Previous post explained that hundreds of peer review reports are in the process of being withdrawn because the firms did not tell their reviewer that the firm performs pension audits. As a result, the review did not cover any of those engagements.
Make sure you tell your peer reviewer about all the audits you perform. Things can get real bad real fast if you don’t.
What are the next steps?
The administering entities will confirm information provided by the Department of Labor with the peer reviewer and the reviewed firm. Assuming information is verified, the administering entity will withdraw the acceptance letter. The reviewer may withdraw his or her report.
It is my understanding that some reports have already been withdrawn. Firms are now going through the process of getting the replacement reviews.
They may or may not be able to use their current reviewer.
Impact on the replacement review
This is where independence rules make things complicated. In order to be a reviewer, a CPA must not have been involved in the quality control system in the year of the review or the prior year. Depending on when the replacement review is performed, there’s a good chance the previous reviewer will not be independent and therefore cannot provide the new review.
In that in-between year, many reviewers will provide an inspection to the firm. That means the reviewer is not independent for that year and the following year. That means the replacement review can’t be performed by the same reviewer.
A reviewer must have experience that matches the audits in the review. If the current reviewer doesn’t do some pension audits, another firm will be needed or the reviewer will have to retain another reviewer to look at the pension audits.
........
• _TASK LIST_
**1)** According to the peer review post, what must a CPA not have been involved in during the year of the review or the prior year in order to serve as a reviewer?
**2)** Reproduce the peer review post between "The administering entities" and "the replacement reviews.", inclusive, switching "acceptance letter" to "approval letter".
**3)** In the peer review post, list every party named in the paragraph beginning "The administering entities will confirm".

Annotation records:
........
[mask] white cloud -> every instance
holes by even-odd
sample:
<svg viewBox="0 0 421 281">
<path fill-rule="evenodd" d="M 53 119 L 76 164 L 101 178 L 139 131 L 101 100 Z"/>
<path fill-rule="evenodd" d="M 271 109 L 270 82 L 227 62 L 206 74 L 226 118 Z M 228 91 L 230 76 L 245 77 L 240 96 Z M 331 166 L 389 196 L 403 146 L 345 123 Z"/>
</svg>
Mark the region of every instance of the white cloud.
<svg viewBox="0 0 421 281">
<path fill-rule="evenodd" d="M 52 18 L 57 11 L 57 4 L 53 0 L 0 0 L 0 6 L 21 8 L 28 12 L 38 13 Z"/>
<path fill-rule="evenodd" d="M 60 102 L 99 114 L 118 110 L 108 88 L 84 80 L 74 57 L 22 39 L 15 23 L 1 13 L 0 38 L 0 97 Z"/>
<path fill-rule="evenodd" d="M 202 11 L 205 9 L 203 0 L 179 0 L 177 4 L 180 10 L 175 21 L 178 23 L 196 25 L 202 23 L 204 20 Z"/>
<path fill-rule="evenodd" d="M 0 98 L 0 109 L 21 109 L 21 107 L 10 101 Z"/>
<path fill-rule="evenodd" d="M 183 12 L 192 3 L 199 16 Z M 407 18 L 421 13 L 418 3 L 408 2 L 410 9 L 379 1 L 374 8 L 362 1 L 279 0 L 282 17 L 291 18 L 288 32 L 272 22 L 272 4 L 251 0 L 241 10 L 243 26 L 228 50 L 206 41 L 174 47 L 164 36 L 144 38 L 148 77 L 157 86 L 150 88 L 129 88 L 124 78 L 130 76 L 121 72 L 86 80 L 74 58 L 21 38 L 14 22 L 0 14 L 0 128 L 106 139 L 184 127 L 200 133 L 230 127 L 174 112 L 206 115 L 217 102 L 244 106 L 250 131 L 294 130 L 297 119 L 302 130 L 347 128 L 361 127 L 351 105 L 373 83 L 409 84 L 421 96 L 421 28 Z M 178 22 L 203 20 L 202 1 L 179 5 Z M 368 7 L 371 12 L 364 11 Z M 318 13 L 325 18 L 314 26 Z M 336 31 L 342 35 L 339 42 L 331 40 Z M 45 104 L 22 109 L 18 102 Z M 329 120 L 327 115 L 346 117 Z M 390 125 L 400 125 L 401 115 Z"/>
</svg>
........
• _RESPONSES_
**1)** The firm's quality control system.

**2)**
The administering entities will confirm information provided by the Department of Labor with the peer reviewer and the reviewed firm. Assuming information is verified, the administering entity will withdraw the approval letter. The reviewer may withdraw his or her report.
It is my understanding that some reports have already been withdrawn. Firms are now going through the process of getting the replacement reviews.

**3)** Administering entities, Department of Labor, peer reviewer, reviewed firm